::: DATA RECORDS :::

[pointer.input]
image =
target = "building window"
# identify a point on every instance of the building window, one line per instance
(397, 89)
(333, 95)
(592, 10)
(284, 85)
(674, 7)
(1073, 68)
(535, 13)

:::

■ **EXERCISE DETAILS**: Please give the data again, swapping "building window" for "glass door" wherever it occurs and leaving every other character as it is.

■ **CORRECT RESULT**:
[pointer.input]
image =
target = "glass door"
# identify a point on every instance of the glass door, one line per instance
(397, 89)
(333, 95)
(592, 10)
(284, 85)
(674, 7)
(1073, 68)
(535, 13)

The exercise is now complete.